#### [Your instructions]
Would you transcribe exactly the lines from the one containing "Place a dot on every instance of the gray work" to the last line of the data below, both ends included, but none of the pictures?

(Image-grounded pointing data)
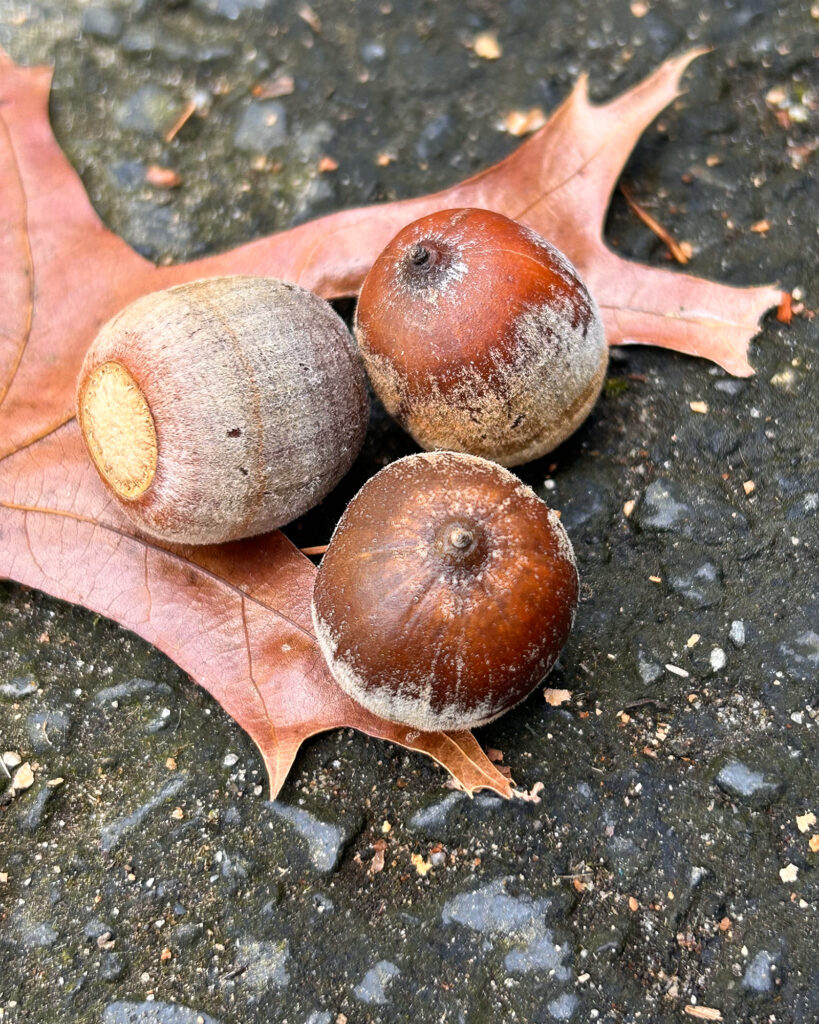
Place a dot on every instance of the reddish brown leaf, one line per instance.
(241, 630)
(559, 182)
(236, 616)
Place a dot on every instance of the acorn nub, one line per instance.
(119, 429)
(460, 538)
(418, 254)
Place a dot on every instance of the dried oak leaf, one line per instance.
(236, 616)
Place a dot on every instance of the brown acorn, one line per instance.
(446, 592)
(479, 336)
(222, 408)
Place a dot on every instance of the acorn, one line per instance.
(479, 336)
(446, 592)
(223, 408)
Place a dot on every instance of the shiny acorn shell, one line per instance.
(222, 408)
(479, 336)
(446, 592)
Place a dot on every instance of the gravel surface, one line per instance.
(665, 867)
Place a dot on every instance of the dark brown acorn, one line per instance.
(446, 592)
(479, 336)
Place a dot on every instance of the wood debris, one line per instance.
(422, 865)
(486, 46)
(377, 863)
(23, 778)
(703, 1013)
(784, 311)
(181, 121)
(681, 252)
(529, 796)
(308, 15)
(519, 123)
(162, 177)
(806, 821)
(789, 872)
(282, 85)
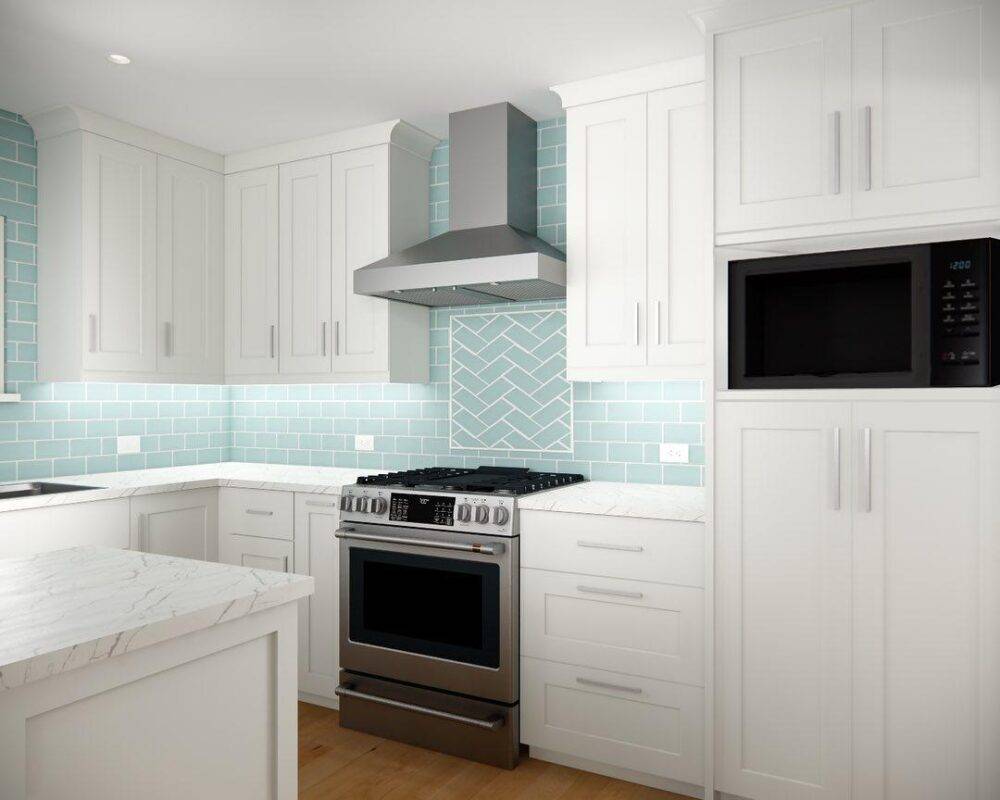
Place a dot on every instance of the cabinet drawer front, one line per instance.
(636, 628)
(257, 512)
(636, 549)
(635, 723)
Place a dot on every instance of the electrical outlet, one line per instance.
(671, 453)
(128, 445)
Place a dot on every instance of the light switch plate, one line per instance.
(671, 453)
(128, 445)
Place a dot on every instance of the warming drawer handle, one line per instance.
(475, 547)
(491, 724)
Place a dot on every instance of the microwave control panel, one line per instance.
(961, 290)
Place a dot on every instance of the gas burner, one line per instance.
(509, 481)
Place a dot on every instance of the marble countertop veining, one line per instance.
(64, 609)
(648, 501)
(278, 477)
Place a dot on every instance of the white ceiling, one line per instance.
(230, 75)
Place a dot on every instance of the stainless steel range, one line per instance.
(429, 607)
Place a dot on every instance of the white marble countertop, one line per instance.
(648, 501)
(65, 609)
(278, 477)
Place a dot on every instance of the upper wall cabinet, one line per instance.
(636, 224)
(875, 116)
(130, 253)
(296, 233)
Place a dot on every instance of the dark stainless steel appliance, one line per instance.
(429, 607)
(918, 315)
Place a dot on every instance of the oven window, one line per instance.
(442, 607)
(829, 321)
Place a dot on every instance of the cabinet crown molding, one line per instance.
(395, 132)
(58, 120)
(664, 75)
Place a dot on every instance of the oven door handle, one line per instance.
(491, 724)
(486, 549)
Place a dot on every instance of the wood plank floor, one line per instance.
(347, 765)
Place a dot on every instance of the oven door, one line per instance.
(431, 608)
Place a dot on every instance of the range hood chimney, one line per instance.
(490, 253)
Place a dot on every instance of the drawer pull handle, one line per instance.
(603, 685)
(609, 592)
(627, 548)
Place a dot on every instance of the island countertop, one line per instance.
(65, 609)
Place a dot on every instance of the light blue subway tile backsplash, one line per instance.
(609, 431)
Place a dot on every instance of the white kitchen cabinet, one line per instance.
(305, 272)
(252, 235)
(100, 523)
(128, 223)
(374, 339)
(317, 552)
(637, 221)
(783, 562)
(183, 524)
(858, 600)
(927, 99)
(189, 270)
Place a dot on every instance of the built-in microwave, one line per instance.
(917, 315)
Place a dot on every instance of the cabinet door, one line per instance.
(783, 594)
(677, 227)
(119, 257)
(926, 622)
(305, 267)
(183, 524)
(189, 270)
(927, 105)
(783, 100)
(252, 272)
(317, 553)
(606, 233)
(360, 236)
(252, 551)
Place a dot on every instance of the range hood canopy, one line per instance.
(491, 253)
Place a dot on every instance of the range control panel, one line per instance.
(492, 514)
(960, 301)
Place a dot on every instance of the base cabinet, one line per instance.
(858, 600)
(183, 524)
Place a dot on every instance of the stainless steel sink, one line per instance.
(11, 490)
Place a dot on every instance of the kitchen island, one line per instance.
(127, 674)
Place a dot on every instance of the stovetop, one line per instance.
(511, 481)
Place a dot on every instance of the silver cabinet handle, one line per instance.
(627, 548)
(613, 686)
(491, 724)
(609, 592)
(866, 148)
(835, 152)
(475, 547)
(836, 469)
(866, 470)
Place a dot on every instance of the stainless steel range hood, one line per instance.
(491, 253)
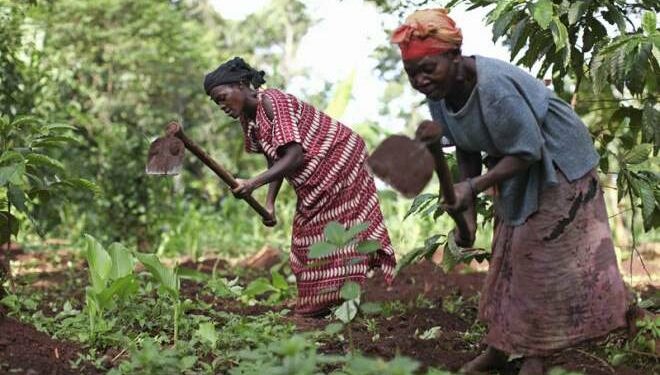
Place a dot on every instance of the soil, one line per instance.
(24, 350)
(421, 300)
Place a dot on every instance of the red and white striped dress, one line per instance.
(331, 185)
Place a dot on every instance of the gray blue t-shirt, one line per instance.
(509, 112)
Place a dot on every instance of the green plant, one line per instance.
(277, 288)
(169, 283)
(151, 358)
(642, 345)
(111, 277)
(336, 238)
(32, 182)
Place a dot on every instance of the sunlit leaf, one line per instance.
(350, 290)
(543, 13)
(334, 233)
(207, 333)
(99, 261)
(371, 308)
(638, 154)
(167, 277)
(122, 261)
(346, 312)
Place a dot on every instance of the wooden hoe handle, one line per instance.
(217, 168)
(431, 136)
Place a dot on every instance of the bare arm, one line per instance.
(273, 190)
(506, 168)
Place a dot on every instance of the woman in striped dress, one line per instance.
(324, 161)
(553, 279)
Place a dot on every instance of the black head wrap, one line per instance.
(235, 70)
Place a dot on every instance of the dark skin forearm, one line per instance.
(506, 168)
(273, 188)
(290, 161)
(469, 165)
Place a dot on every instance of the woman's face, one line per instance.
(433, 76)
(231, 98)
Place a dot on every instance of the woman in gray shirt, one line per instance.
(553, 279)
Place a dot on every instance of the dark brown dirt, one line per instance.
(421, 298)
(24, 350)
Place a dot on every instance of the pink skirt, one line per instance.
(554, 281)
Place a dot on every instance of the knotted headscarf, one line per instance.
(235, 70)
(427, 32)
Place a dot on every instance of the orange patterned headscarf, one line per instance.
(427, 32)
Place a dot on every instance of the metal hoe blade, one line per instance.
(165, 156)
(403, 163)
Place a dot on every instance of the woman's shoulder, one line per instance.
(499, 79)
(274, 93)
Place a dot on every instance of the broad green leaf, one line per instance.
(334, 233)
(350, 290)
(54, 141)
(369, 246)
(12, 173)
(207, 333)
(519, 36)
(450, 255)
(167, 277)
(334, 328)
(341, 97)
(99, 261)
(559, 34)
(258, 287)
(17, 198)
(40, 160)
(501, 7)
(576, 11)
(60, 127)
(84, 184)
(120, 288)
(22, 121)
(420, 202)
(355, 230)
(502, 25)
(320, 250)
(279, 281)
(638, 154)
(9, 226)
(371, 308)
(649, 22)
(11, 156)
(347, 311)
(122, 261)
(543, 13)
(431, 333)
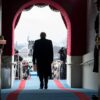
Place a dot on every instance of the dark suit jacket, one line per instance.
(43, 55)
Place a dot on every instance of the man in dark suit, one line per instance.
(42, 58)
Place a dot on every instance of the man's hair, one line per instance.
(43, 35)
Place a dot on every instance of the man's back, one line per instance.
(43, 51)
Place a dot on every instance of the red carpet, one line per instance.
(14, 95)
(81, 96)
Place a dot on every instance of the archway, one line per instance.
(56, 6)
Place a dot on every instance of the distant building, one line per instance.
(30, 46)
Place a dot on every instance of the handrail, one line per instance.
(87, 62)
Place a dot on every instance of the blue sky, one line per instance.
(37, 19)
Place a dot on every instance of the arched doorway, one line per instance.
(75, 25)
(54, 6)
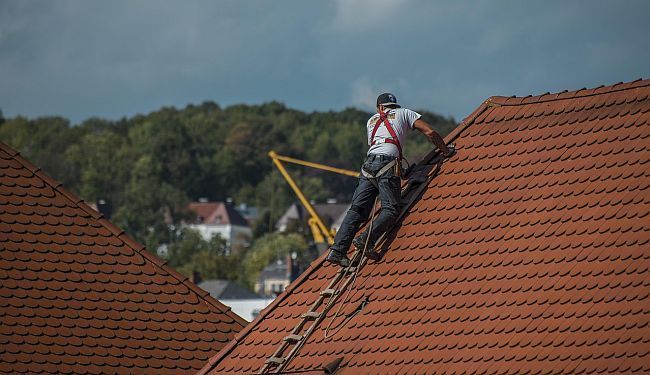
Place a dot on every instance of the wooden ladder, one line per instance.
(302, 331)
(299, 335)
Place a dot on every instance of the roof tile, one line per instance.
(84, 297)
(525, 253)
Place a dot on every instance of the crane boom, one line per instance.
(319, 230)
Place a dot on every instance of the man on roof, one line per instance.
(380, 174)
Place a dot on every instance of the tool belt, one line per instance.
(395, 164)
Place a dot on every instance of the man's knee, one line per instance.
(361, 212)
(392, 213)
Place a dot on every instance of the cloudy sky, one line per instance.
(117, 58)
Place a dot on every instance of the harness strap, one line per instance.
(374, 177)
(383, 119)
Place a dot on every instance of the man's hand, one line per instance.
(433, 136)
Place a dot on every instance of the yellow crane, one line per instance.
(319, 230)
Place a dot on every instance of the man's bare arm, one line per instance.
(433, 136)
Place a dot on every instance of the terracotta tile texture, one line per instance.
(77, 295)
(528, 252)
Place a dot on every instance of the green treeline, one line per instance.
(149, 167)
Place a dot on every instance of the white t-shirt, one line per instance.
(401, 119)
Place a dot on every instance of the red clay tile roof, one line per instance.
(526, 253)
(77, 295)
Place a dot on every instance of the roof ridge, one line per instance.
(498, 100)
(120, 234)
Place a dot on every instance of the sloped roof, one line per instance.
(526, 253)
(77, 295)
(218, 213)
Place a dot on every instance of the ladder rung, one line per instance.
(275, 360)
(293, 338)
(312, 315)
(328, 292)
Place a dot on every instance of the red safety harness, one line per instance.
(383, 119)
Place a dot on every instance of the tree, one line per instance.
(271, 247)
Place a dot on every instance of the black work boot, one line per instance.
(360, 242)
(452, 151)
(338, 258)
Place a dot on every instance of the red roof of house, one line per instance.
(217, 213)
(526, 253)
(77, 295)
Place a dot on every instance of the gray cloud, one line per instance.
(80, 58)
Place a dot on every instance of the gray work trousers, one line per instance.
(388, 188)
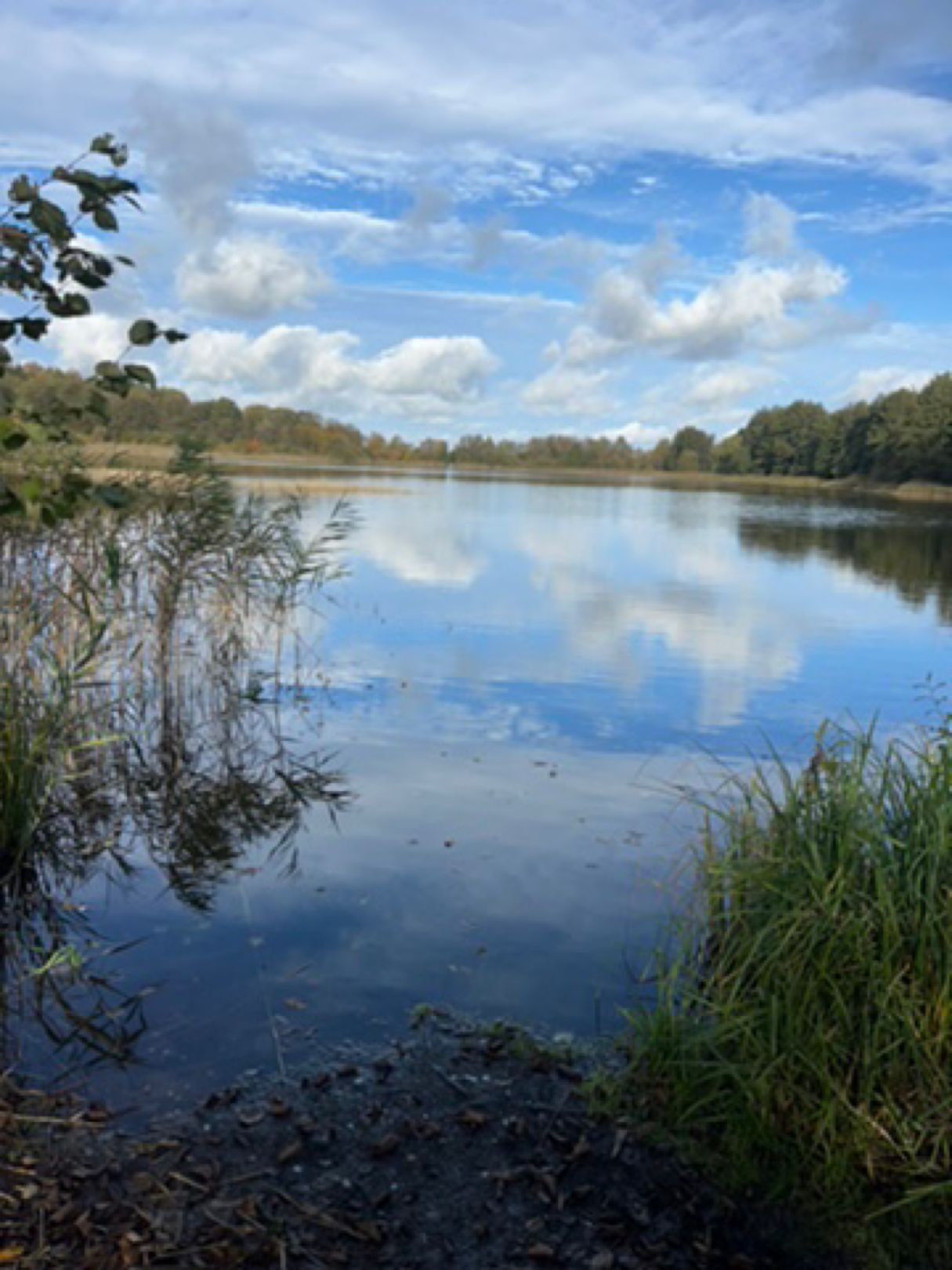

#### [Solution for this exercise]
Place a dot on every instance of the gray work trousers, one line per instance.
(388, 188)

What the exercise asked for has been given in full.